SAFETY CONSULTANT DID NOT EXERCISE SUFFICIENT CONTROL OVER WORKSITE TO BE LIABLE UNDER LABOR LAW 240(1), 241(6) OR 200–CRITERIA EXPLAINED.

The Second Department determined a worksite “safety consultant” (PSS) did not exercise sufficient supervisory control to be held liable under the Labor Law. Plaintiff was injured when he fell through a plywood covered hole in a ramp. The decision has detailed recitations of the black letter law requirements for Labor law 240(1), 241 (6) and 200 causes of action:

PSS submitted evidence demonstrating that its role at the work site was only one of general supervision, and that it did not have the authority to control the work performed or the safety precautions taken by the general contractor and the plaintiff’s employer, which is insufficient to impose liability on a safety consultant under the Labor Law … .

*CHALLENGE A:* Update the labor law summary from the words "The Second Department" through "Labor Law … .", putting "site owner" in place of "general contractor".
*CHALLENGE B:*
Answer these questions from the labor law summary:
(i) Which court made the determination about the safety consultant?
(ii) What did the plaintiff fall through?
(iii) According to the evidence PSS submitted, what was its role at the work site?

*DATA EXTRACT:*
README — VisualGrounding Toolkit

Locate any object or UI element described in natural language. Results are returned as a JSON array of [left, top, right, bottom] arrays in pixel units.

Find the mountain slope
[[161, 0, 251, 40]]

*OUTPUT A:*
The Second Department determined a worksite “safety consultant” (PSS) did not exercise sufficient supervisory control to be held liable under the Labor Law. Plaintiff was injured when he fell through a plywood covered hole in a ramp. The decision has detailed recitations of the black letter law requirements for Labor law 240(1), 241 (6) and 200 causes of action:

PSS submitted evidence demonstrating that its role at the work site was only one of general supervision, and that it did not have the authority to control the work performed or the safety precautions taken by the site owner and the plaintiff’s employer, which is insufficient to impose liability on a safety consultant under the Labor Law … .

*OUTPUT B:*
(i) The Second Department.
(ii) A plywood covered hole in a ramp.
(iii) Only one of general supervision.